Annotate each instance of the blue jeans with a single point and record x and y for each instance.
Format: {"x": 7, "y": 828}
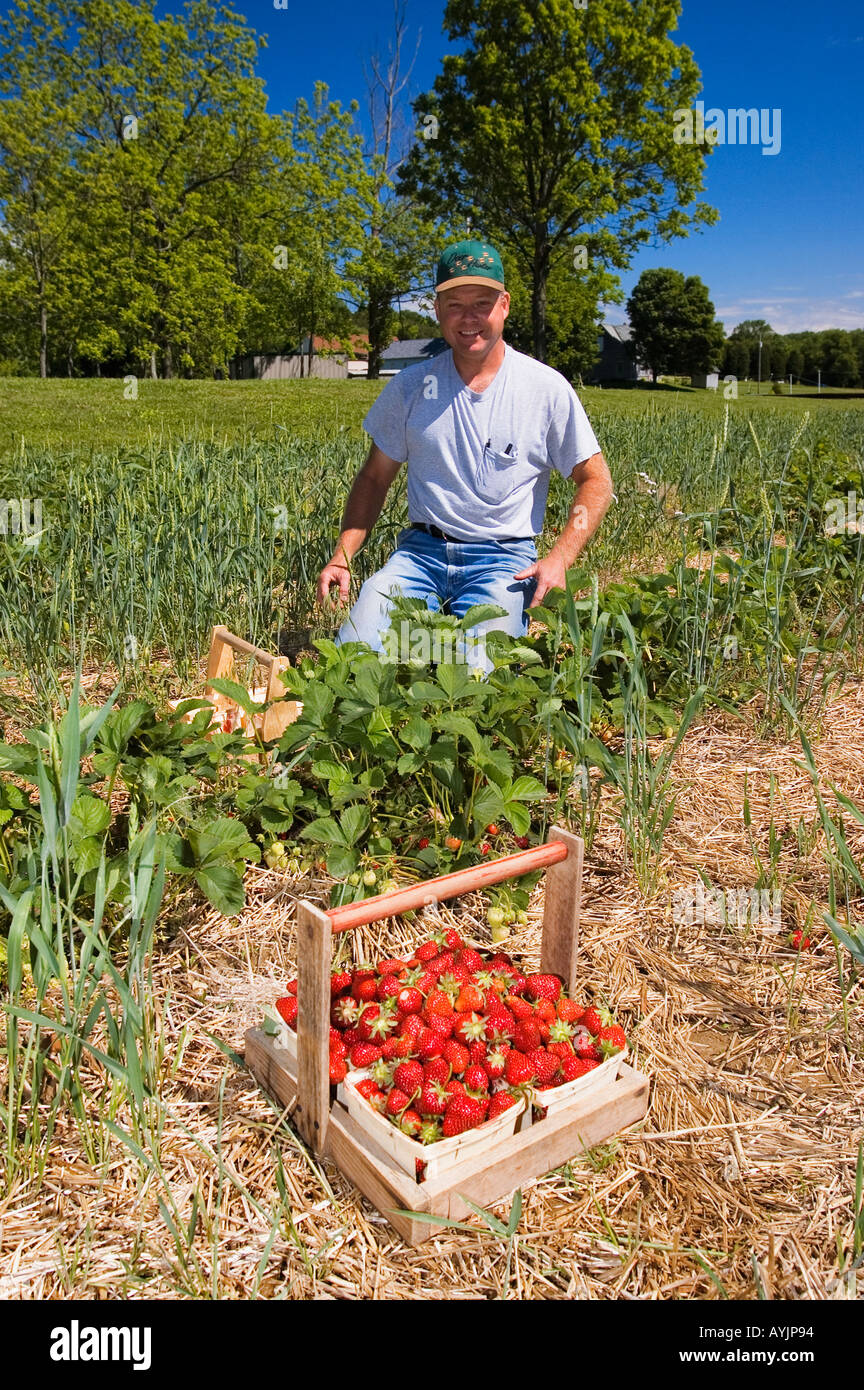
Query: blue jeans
{"x": 459, "y": 574}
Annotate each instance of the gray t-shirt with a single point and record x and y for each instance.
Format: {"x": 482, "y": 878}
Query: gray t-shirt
{"x": 479, "y": 462}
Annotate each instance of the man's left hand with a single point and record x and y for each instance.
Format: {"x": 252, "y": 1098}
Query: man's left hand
{"x": 550, "y": 574}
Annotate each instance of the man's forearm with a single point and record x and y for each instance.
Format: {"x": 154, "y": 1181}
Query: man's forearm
{"x": 591, "y": 505}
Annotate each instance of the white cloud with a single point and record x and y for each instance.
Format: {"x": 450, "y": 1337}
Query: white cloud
{"x": 796, "y": 314}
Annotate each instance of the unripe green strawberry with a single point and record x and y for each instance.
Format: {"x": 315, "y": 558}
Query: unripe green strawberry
{"x": 409, "y": 1076}
{"x": 542, "y": 987}
{"x": 463, "y": 1114}
{"x": 397, "y": 1101}
{"x": 517, "y": 1069}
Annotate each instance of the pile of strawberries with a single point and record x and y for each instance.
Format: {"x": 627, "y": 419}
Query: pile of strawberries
{"x": 450, "y": 1039}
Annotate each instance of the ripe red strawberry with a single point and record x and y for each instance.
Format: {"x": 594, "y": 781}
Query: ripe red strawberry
{"x": 543, "y": 987}
{"x": 388, "y": 987}
{"x": 288, "y": 1008}
{"x": 611, "y": 1040}
{"x": 468, "y": 1027}
{"x": 382, "y": 1073}
{"x": 391, "y": 966}
{"x": 471, "y": 959}
{"x": 568, "y": 1011}
{"x": 438, "y": 1002}
{"x": 375, "y": 1023}
{"x": 517, "y": 1069}
{"x": 500, "y": 1026}
{"x": 409, "y": 1001}
{"x": 470, "y": 998}
{"x": 436, "y": 1069}
{"x": 411, "y": 1123}
{"x": 363, "y": 1054}
{"x": 338, "y": 1069}
{"x": 477, "y": 1077}
{"x": 463, "y": 1114}
{"x": 364, "y": 984}
{"x": 411, "y": 1026}
{"x": 434, "y": 1098}
{"x": 499, "y": 1102}
{"x": 495, "y": 1062}
{"x": 428, "y": 1044}
{"x": 527, "y": 1036}
{"x": 545, "y": 1066}
{"x": 397, "y": 1101}
{"x": 586, "y": 1048}
{"x": 456, "y": 1055}
{"x": 520, "y": 1008}
{"x": 596, "y": 1019}
{"x": 442, "y": 1023}
{"x": 345, "y": 1011}
{"x": 409, "y": 1076}
{"x": 371, "y": 1091}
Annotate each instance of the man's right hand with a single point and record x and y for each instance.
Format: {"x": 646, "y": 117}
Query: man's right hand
{"x": 335, "y": 571}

* Task description:
The answer must consist of each line from the entries that contains the string "point".

* Solution to this problem:
Annotate each instance of the blue jeans with a single point and record x and y for each instance.
Annotate each instance of the gray t-shirt with a single point and record x and y for each instance.
Annotate each instance of the man's left hand with a single point and record x and y for each instance.
Annotate each instance of the man's forearm with a single point and record x and y for each instance.
Annotate each instance of the white cloud with a single point and record x and y for each instance.
Annotate each instance of the unripe green strawberry with a single point and record x and y for each instance.
Annotate each instance of the pile of strawberries with a single point and record x and y for each instance.
Annotate each instance of the ripe red strawberry with a single point and record x and y for each instance.
Annotate each instance of the man's right hand with a single point and record x and y for each instance.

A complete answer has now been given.